* [SUPPLIED TEXT]
In order to acquire a 3D image with a fixed C-arm, the C-arm is positioned at the body part in question so that this body part is in the isocenter between the x-ray tube and the detector. The C-arm then rotates around that isocenter, the rotation being between 200° and 360° (depending on the equipment manufacturer).
Such a rotation takes between 5 and 20 seconds, during which a few hundred 2D images are acquired. A piece of software then performs a cone beam reconstruction. The resulting voxel data can then be viewed as a multiplanar reconstruction, i.e. by scrolling through the slices from three projection angles, or as a 3D volume, which can be rotated and zoomed.

==Clinical applications==
3D angiography or Rotational Angiography is used in interventional radiology, interventional cardiology and minimally-invasive surgery (e.g., Hybrid cardiac surgical procedure).

==CT versus rotational angiography==

Classically, CT imaging has been the method of choice for acquiring 3D data pre- or postoperatively. Choosing between CT and rotational angiography depends on several factors.

- The patient positioning on the CT scanner table differs from the positioning on an interventional table during hybrid surgery. Accordingly, to use a preoperative CT image during the procedure, a software registration between the CT image and the life fluoroscopy is required. This takes some time and is not perfectly precise. An article from the heart center in Leipzig suggests that intraoperative 3D imaging with rotational angiography is much more precise and can be performed with low contrast and low radiation dose if combined with diluted contrast injection and rapid ventricular pacing. They found measurements performed on this 3D image highly reliable.
- Changes in anatomy: During endovascular procedures, such as the grafting of an aortic aneurysm, 3D planning can be done either on CT image acquired preoperatively or on an intraoperative 3D image acquired by rotational angiography. The CT image is usually acquired a few days or at least hours before the procedure, giving time for planning. However, the anatomy of the vessels can be distorted considerably through the insertion of stiff wires and catheters, making the planning inaccurate. An intraoperative 3D image allows highly accurate planning after the insertion of these tools, and through modern 3D tools it can be done within a few minutes.
- Image quality can differ between rotational angiography and CT images. The longer acquisition times of the C-arm image compared to a multislice CT can increase motion artifacts, especially given the typical patient is quite old and not necessarily able to hold his/her breath for the whole image acquisition. Algorithms to reduce these artifacts increase patient dose.

* [DATA FOR ANALYSIS]

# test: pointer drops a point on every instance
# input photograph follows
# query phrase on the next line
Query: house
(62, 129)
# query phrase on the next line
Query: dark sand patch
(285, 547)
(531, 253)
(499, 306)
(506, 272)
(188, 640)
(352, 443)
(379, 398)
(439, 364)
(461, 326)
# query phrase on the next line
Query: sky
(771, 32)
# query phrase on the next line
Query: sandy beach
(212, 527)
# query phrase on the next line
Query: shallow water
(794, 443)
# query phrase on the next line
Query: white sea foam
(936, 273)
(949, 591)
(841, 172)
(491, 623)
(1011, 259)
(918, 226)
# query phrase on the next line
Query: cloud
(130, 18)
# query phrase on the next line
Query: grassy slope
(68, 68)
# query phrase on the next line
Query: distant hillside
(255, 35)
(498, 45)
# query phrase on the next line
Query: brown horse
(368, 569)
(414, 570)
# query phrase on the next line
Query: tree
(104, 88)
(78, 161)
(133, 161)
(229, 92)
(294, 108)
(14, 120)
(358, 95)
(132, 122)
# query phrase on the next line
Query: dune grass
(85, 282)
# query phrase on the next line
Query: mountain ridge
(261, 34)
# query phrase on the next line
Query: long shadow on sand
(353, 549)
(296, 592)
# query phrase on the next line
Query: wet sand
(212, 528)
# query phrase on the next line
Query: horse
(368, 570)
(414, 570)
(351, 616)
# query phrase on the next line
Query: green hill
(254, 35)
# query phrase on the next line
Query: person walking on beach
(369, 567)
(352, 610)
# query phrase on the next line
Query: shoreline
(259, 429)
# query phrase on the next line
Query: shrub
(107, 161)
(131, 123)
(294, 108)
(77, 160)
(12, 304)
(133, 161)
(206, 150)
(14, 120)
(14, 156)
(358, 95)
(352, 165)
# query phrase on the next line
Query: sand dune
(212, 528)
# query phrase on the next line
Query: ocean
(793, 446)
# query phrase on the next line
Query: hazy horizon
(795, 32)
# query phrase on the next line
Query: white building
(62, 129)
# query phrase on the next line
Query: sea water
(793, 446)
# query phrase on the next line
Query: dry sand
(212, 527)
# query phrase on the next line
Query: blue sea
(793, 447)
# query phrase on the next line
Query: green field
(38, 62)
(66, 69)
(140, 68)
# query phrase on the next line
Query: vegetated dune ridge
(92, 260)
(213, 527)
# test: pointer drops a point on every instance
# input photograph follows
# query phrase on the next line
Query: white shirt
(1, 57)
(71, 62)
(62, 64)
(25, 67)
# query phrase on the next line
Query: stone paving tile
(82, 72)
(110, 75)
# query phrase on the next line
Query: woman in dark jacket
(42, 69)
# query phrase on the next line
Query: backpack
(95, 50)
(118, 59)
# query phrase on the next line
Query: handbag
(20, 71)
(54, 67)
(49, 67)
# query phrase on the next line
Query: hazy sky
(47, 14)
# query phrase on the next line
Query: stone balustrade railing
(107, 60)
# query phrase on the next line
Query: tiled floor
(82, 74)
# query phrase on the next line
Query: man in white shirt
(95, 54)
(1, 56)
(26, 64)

* [WORK TO COMPLETE]
A) According to the rotational angiography text, why can 3D planning based on a preoperative CT image become inaccurate during an endovascular procedure?
B) For each statement below, state whether it agrees with the rotational angiography text, answering yes or no and quoting the deciding words. (i) A rotation of the C-arm takes between 5 and 20 seconds. (ii) Registration between a preoperative CT image and the live fluoroscopy is perfectly precise. (iii) Algorithms that reduce motion artifacts lower the patient dose.
C) Retype the passage of the rotational angiography text starting at "In order to" and ending at "cardiac surgical procedure).".

* [ANSWERS PROVIDED]
A) The insertion of stiff wires and catheters can distort the anatomy of the vessels considerably. The preoperative CT image no longer matches that anatomy, so planning based on it becomes inaccurate.

B)
(i) Yes: "Such a rotation takes between 5 and 20 seconds"
(ii) No: "This takes some time and is not perfectly precise."
(iii) No: "Algorithms to reduce these artifacts increase patient dose."

C)
In order to acquire a 3D image with a fixed C-arm, the C-arm is positioned at the body part in question so that this body part is in the isocenter between the x-ray tube and the detector. The C-arm then rotates around that isocenter, the rotation being between 200° and 360° (depending on the equipment manufacturer).
Such a rotation takes between 5 and 20 seconds, during which a few hundred 2D images are acquired. A piece of software then performs a cone beam reconstruction. The resulting voxel data can then be viewed as a multiplanar reconstruction, i.e. by scrolling through the slices from three projection angles, or as a 3D volume, which can be rotated and zoomed.

==Clinical applications==
3D angiography or Rotational Angiography is used in interventional radiology, interventional cardiology and minimally-invasive surgery (e.g., Hybrid cardiac surgical procedure).